## Ausgangstext:
Spätestens mit Abschluss des Studiums kommt die Frage auf jeden zu: Welche Stelle ist die richtige für den Einstieg? Wo will ich anfangen? Manche locken die Namen großer Firmen, andere der Status einer bestimmten Berufsrichtung. Als Zwischenfazit meiner Karriere würde ich die Frage heute anders formulieren: Wovon profitiere ich später am meisten? Was ist eine gute Schule für meinen weiteren Werdegang?
Learning by doing…
Aus meiner Sicht ist der erste Job eine ideale Gelegenheit, um enorme Erfahrungen zu machen. Jetzt werde ich auf die Arbeitswelt losgelassen und muss mir zunächst meine Hörner abstoßen. Die besten Erfahrungen mache ich im operativen Geschäft mit dem Gesicht im Wind. Das kann im Vertrieb sein im direkten Kontakt mit den Kunden. Das kann direkt in der Fertigung sein als Materialplaner auf Teilejagd. Das kann im Marketing sein direkt auf dem Messestand. Das kann in der Buchhaltung sein direkt im Mahnwesen. Es kommt einfach darauf an, dass ich direkt ins kalte Wasser springe und mit den Wellen kämpfen muss. Später in der Karriere kann es sein, dass ich nur noch am Ufer stehe und die Richtung vorgebe oder kluge Ratschläge verteile. Und dann ist es sehr hilfreich, wenn ich selbst einmal im Wasser war, wenn ich die Strömungen kenne und wie ich sie beherrsche. Dann weiß ich genau, was ich vom Ufer aus erwarten und verlangen kann. Mir macht so schnell niemand etwas vor. Und wenn ich mir meine Einstellung bewahrt habe, dann bekomme ich auch die Akzeptanz der Kollegen und Mitarbeiter, deren Sprache ich zu sprechen weiß.
Denn einiges, das ich auf der Uni gelernt habe, lässt sich in der Realität so gar nicht anwenden. Und anderes, das plötzlich wichtig ist, wurde gar nicht gelehrt. Das Studium ist in Teilen ein wertvolles Rüstzeug, ein Rucksack von Methoden und Kenntnissen. Aber Wissen heißt noch lange nicht Können. Und Können erlerne ich nur durch ausprobieren, scheitern und schaffen. Wer die Gelegenheit bekommt etwas wirklich zu tun, dem kann ich nur raten diese Gelegenheit zu ergreifen (Ausnahmen siehe unten). Konzepte und Präsentationen sind schön und gut, aber Umsetzen und Ergebnisse erzielen sind viel schwieriger und eben eine Sache von Erfahrung. Auch im weiteren Berufsleben zählt die eigene Erfahrung mehr als jede Schulung. Im Einstellungsinterview wurde ich noch nie nach meinen Schulungen oder Ausbildungen befragt. Immer musste ich belegen, was ich bereits erlebt hatte, wo ich selbst im Wasser schwimmen und in schwierigen Situationen zurecht kommen musste.

## Zu erledigende Aufgaben:
A: Wonach wurde die schreibende Person laut dem Text über den Berufseinstieg im Einstellungsinterview noch nie gefragt?
B: Führen Sie den Text über den Berufseinstieg im Anschluss an seinen letzten Satz weiter.

## Inhalt des Datensatzes:
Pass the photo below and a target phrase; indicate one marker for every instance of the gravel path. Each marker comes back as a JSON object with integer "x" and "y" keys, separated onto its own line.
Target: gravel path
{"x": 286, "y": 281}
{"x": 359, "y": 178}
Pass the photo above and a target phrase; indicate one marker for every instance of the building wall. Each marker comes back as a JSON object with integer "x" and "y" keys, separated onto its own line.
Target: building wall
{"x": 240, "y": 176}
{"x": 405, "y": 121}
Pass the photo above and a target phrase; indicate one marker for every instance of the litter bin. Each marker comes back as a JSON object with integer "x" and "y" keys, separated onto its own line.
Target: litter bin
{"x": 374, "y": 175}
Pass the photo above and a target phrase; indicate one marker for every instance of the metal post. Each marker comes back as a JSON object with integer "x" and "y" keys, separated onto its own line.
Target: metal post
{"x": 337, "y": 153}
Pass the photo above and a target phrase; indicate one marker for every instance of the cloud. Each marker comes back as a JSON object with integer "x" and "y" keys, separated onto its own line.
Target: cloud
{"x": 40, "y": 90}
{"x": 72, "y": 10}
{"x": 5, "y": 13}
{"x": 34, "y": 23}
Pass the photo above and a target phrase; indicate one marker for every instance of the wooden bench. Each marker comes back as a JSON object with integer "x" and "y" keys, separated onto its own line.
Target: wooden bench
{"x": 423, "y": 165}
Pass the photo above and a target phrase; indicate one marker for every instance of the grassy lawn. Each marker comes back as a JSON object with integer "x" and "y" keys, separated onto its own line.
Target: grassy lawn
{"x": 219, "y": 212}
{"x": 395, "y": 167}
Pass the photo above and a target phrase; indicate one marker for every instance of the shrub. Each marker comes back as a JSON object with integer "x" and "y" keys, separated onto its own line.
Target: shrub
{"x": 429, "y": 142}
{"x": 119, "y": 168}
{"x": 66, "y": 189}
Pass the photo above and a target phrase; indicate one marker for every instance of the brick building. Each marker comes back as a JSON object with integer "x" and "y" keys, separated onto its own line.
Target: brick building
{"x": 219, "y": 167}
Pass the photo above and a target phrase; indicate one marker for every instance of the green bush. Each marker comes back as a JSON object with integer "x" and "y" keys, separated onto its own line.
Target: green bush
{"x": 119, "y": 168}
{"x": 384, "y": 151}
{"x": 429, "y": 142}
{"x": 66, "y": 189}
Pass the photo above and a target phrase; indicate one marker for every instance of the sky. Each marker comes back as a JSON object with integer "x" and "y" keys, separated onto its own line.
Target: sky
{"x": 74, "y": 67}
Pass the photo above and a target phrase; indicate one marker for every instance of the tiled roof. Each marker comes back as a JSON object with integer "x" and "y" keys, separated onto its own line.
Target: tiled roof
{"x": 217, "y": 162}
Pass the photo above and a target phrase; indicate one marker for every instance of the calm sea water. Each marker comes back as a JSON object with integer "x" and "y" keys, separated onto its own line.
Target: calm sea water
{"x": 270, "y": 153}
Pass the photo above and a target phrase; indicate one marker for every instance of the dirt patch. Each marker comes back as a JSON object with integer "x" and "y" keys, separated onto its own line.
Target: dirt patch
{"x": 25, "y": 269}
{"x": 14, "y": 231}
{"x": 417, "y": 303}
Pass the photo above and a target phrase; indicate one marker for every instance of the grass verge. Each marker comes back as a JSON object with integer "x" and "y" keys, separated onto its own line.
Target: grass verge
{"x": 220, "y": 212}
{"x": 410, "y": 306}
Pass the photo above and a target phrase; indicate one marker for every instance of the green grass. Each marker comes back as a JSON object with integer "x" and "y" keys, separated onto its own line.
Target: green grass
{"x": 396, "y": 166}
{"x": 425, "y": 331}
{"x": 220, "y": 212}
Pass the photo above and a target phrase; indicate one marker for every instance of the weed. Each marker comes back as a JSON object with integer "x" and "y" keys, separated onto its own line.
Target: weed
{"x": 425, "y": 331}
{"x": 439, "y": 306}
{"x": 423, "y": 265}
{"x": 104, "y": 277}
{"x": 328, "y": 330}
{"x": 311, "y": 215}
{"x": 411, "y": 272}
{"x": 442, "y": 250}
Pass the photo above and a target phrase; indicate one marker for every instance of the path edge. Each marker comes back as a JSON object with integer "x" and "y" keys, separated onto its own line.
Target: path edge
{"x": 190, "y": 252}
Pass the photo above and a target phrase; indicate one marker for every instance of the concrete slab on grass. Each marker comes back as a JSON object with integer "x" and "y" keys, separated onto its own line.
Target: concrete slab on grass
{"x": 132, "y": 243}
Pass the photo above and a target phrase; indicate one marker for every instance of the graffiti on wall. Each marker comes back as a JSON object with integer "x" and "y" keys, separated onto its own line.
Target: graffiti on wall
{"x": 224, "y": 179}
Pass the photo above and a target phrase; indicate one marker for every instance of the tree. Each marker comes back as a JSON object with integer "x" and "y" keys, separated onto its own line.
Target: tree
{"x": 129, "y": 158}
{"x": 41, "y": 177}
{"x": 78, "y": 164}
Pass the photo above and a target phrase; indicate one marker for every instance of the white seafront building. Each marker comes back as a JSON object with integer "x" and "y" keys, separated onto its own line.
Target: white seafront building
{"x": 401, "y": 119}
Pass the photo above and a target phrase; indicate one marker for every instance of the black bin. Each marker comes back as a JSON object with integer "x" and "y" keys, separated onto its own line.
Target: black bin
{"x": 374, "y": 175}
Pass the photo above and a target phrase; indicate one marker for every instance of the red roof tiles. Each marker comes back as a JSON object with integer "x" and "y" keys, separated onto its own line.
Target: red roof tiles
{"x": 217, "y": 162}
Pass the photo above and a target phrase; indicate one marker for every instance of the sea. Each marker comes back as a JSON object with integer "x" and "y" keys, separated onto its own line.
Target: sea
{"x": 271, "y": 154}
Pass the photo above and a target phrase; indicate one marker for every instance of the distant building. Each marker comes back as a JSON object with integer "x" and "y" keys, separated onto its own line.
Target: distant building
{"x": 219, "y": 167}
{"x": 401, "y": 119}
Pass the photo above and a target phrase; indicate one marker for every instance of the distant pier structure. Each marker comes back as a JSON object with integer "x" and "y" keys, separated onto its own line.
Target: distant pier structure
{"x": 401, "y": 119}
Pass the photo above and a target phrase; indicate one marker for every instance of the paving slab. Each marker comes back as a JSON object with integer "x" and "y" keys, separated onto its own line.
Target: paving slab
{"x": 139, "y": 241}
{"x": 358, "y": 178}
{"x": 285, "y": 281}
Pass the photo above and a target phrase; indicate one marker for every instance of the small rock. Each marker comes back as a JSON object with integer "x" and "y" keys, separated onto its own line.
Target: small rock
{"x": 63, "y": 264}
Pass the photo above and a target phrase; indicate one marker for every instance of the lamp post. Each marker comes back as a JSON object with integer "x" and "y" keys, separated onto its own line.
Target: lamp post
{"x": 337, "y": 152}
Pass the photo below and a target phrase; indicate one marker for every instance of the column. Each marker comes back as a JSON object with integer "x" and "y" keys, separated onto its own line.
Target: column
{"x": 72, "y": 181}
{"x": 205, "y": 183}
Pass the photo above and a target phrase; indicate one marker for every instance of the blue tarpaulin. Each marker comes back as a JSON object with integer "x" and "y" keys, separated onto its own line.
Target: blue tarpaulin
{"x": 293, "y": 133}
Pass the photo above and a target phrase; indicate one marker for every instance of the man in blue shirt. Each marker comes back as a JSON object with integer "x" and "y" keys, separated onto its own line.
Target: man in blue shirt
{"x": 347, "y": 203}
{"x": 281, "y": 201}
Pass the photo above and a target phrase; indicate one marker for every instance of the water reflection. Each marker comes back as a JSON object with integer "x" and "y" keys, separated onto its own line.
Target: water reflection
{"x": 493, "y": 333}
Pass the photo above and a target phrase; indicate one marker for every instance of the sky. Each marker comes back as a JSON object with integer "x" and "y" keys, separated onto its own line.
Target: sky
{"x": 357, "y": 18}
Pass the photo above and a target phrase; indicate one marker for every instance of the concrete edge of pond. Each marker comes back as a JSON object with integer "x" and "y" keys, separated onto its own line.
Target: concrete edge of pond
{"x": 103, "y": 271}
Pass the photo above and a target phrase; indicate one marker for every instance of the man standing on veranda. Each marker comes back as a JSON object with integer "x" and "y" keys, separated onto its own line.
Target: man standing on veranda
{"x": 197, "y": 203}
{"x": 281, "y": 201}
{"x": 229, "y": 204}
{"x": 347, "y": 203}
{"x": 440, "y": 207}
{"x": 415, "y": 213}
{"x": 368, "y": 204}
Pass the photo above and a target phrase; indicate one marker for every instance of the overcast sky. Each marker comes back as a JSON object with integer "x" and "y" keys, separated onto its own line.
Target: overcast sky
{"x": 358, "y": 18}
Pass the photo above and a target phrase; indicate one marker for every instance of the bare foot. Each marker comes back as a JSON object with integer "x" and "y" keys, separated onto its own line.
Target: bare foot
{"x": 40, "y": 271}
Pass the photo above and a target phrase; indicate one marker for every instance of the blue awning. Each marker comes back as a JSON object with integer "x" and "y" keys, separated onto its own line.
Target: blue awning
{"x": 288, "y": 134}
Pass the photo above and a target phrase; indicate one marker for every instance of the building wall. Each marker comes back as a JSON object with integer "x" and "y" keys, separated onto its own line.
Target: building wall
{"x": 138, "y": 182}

## Lösungen:
A: Nach Schulungen oder Ausbildungen.

B:
…mit Einschränkungen
Bei diesem Plädoyer für die praktische Erfahrung gibt es dennoch etwas abzuwägen: Der erste Job in meinem Berufsleben gibt die Richtung vor! Wenn ich mich für eine Branche, eine Unternehmensgröße und ein Fachgebiet entscheide, dann bleibe ich dort häufig viele Jahre. Ein späterer Wechsel ist immer mit Erklärungen verbunden und auch nur in einer Dimension zurzeit möglich. Wenn ich also im Automobilsektor bei einem mittelständischen Zulieferer im Vertrieb beginne, dann kann ich nicht in einem Schritt ins Controlling eines internationalen Pharma-Konzerns wechseln. Ich sollte mich also gut entscheiden, in welche Richtung ich gehen möchte.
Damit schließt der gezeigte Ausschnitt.